*What to produce*. Find the line containing "Target: purple long-sleeve sweater" in the material below; copy that line and all following lines exactly.

* Begin *

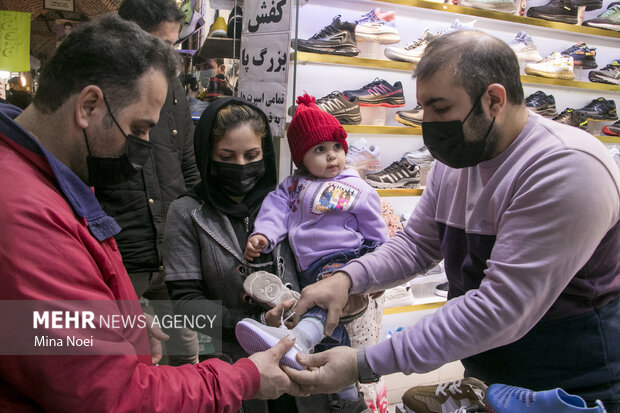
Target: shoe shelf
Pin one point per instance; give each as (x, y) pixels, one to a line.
(303, 57)
(431, 5)
(400, 192)
(383, 130)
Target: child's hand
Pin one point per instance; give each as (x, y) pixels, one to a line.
(255, 245)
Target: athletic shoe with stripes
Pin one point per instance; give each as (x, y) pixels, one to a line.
(346, 111)
(378, 93)
(398, 175)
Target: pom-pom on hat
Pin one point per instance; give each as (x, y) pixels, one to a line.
(311, 126)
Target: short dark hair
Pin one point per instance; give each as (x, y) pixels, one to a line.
(149, 14)
(110, 53)
(479, 60)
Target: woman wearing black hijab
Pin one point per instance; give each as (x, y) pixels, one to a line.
(207, 230)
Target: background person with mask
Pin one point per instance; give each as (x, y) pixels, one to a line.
(208, 228)
(140, 204)
(57, 243)
(524, 212)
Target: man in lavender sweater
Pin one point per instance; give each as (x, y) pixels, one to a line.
(525, 212)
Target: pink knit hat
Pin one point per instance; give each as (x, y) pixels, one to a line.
(311, 126)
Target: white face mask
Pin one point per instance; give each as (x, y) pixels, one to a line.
(204, 76)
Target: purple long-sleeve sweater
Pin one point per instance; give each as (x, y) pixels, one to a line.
(531, 234)
(321, 216)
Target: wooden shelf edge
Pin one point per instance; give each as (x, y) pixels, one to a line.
(400, 192)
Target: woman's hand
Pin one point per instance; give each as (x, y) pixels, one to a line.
(256, 244)
(274, 316)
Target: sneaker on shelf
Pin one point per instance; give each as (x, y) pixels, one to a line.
(267, 288)
(541, 103)
(554, 66)
(442, 289)
(346, 111)
(563, 11)
(502, 398)
(412, 52)
(524, 48)
(573, 117)
(363, 156)
(218, 28)
(600, 109)
(612, 130)
(235, 23)
(609, 74)
(505, 6)
(377, 26)
(337, 38)
(411, 117)
(398, 296)
(399, 174)
(609, 19)
(254, 337)
(378, 93)
(582, 55)
(445, 397)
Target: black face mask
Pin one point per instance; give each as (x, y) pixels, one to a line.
(112, 171)
(235, 179)
(446, 142)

* End *

*Result of this task*.
Target: purple long-sleeve sweater
Pin one point per instance; give each as (x, y) pixels, one to a line.
(531, 234)
(321, 216)
Target: wooden shelf edge
Pin one point per instance; give each as (x, y) pixels, one to a line.
(400, 192)
Target: woman's hand
Pin one point per instance; give each as (x, y) pixels, one to a line.
(256, 244)
(274, 316)
Target: sneaker on shelf
Pin one point per instance; give each as (x, y) pixels, one to a line.
(267, 288)
(541, 103)
(554, 66)
(442, 289)
(346, 111)
(563, 11)
(502, 398)
(412, 52)
(524, 48)
(573, 117)
(363, 156)
(218, 28)
(600, 109)
(612, 130)
(235, 23)
(609, 74)
(505, 6)
(377, 26)
(337, 38)
(411, 117)
(398, 296)
(399, 174)
(609, 19)
(254, 337)
(378, 93)
(582, 55)
(445, 397)
Target: black face mask
Pin one point per instance; give each as (x, y) pixels, one to a line.
(112, 171)
(235, 179)
(446, 142)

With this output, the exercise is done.